Begin DATA LINES
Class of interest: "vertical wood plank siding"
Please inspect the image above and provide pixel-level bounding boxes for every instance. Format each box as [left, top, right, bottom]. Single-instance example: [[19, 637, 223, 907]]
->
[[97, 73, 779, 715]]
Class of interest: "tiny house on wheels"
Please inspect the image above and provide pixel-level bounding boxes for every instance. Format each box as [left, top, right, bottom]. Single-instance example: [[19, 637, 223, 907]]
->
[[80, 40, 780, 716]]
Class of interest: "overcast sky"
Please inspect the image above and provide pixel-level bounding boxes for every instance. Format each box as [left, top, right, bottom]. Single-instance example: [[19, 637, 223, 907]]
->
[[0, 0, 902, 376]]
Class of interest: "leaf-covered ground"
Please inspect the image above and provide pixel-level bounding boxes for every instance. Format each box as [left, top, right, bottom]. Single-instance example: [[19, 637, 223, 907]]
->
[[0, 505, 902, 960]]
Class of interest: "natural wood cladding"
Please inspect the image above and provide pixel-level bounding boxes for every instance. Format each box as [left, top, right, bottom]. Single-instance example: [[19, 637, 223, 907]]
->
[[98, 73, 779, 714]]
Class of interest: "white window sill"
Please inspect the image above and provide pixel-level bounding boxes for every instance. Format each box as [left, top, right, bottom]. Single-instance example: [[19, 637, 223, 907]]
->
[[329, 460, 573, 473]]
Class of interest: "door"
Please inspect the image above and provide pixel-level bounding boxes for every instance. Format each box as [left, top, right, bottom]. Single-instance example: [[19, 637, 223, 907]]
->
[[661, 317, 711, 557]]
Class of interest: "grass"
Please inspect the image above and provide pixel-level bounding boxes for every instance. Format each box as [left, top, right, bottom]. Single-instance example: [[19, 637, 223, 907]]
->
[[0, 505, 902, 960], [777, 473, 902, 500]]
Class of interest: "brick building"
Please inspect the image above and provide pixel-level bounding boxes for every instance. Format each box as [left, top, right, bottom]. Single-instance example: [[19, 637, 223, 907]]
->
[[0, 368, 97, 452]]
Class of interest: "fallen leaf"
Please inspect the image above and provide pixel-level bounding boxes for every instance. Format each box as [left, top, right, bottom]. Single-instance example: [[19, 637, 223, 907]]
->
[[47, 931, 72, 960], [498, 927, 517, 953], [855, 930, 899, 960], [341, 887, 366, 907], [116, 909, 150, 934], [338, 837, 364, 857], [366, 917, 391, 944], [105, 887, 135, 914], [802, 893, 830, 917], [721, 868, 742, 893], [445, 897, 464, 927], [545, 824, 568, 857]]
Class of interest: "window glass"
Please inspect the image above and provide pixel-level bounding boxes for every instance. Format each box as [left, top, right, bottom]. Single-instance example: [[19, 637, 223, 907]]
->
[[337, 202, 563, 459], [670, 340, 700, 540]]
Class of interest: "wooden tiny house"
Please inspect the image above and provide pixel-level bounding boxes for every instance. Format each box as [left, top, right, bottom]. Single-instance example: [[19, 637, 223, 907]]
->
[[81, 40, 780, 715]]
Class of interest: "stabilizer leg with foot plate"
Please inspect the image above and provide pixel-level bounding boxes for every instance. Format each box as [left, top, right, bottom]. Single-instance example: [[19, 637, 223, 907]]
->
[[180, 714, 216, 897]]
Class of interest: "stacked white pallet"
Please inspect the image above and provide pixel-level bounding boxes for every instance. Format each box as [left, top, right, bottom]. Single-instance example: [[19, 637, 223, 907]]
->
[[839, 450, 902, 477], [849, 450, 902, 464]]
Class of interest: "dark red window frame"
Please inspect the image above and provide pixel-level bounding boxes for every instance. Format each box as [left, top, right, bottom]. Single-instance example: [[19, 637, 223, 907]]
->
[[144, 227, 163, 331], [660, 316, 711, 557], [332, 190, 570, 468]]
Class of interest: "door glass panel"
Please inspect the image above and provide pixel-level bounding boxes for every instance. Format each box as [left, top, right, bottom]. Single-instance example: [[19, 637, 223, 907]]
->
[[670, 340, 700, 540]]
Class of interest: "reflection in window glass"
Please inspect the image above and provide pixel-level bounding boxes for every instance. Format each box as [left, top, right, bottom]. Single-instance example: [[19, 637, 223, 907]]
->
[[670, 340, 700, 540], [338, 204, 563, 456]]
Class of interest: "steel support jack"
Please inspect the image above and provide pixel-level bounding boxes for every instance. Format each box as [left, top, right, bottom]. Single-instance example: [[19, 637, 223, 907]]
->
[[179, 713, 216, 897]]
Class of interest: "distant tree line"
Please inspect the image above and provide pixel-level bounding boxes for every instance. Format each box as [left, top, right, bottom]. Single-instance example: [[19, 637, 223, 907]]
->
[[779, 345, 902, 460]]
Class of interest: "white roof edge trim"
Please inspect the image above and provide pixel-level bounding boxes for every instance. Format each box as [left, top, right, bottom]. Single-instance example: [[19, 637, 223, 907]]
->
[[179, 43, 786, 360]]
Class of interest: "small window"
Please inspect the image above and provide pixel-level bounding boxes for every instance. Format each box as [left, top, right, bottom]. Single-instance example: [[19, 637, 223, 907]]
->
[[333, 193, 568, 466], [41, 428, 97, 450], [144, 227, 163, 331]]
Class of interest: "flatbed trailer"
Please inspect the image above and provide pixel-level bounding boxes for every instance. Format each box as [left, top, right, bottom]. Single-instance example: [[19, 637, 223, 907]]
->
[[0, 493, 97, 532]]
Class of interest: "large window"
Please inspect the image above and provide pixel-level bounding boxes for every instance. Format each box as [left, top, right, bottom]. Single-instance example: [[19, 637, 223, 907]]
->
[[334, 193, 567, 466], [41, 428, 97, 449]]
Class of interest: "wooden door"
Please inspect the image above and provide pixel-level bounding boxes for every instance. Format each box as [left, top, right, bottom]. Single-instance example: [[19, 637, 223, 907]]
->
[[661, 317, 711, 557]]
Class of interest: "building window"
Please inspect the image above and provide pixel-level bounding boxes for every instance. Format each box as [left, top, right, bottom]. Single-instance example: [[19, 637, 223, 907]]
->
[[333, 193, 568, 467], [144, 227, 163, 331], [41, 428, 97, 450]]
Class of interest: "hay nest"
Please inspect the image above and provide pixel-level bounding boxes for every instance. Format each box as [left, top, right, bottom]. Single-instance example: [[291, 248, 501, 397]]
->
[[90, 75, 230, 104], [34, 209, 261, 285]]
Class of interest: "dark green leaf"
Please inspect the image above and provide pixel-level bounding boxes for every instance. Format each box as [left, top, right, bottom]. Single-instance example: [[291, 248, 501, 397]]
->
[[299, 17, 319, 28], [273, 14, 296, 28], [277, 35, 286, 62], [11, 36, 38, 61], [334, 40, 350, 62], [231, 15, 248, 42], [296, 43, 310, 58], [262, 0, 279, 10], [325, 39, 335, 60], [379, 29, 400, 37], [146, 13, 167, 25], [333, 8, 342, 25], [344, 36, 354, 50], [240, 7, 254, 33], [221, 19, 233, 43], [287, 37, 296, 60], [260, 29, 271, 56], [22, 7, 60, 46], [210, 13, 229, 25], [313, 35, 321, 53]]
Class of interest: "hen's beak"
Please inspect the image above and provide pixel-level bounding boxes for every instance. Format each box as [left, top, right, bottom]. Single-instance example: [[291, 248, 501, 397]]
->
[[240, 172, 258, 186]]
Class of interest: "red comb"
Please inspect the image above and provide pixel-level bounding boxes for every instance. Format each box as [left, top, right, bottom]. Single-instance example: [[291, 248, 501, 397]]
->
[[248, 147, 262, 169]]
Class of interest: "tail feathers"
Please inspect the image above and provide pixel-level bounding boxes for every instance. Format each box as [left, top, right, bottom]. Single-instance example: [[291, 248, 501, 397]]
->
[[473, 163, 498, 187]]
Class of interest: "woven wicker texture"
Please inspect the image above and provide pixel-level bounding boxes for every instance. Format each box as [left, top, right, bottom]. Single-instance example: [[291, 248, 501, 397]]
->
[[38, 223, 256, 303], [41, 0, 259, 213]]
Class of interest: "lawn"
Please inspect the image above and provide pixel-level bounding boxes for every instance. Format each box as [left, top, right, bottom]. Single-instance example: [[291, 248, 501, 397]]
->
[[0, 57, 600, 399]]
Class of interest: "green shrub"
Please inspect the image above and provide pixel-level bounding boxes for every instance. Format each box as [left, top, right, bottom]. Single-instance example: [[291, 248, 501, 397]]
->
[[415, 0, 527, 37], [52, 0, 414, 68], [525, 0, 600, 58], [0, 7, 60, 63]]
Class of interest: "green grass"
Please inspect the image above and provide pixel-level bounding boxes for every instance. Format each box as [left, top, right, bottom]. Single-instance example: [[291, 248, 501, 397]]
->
End DATA LINES
BRIEF >> Write out the lines from the start of the material through the line containing "[[97, 73, 779, 715]]" as a numbered list, omitting any blank lines.

PROBLEM SOLUTION >>
1. Class of interest: "vertical wood plank siding"
2. Please inspect the image above and provide pixel-level bounding boxes for every instance. Format each box as [left, top, right, bottom]. Single-instance example: [[19, 637, 223, 907]]
3. ->
4. [[97, 73, 779, 715]]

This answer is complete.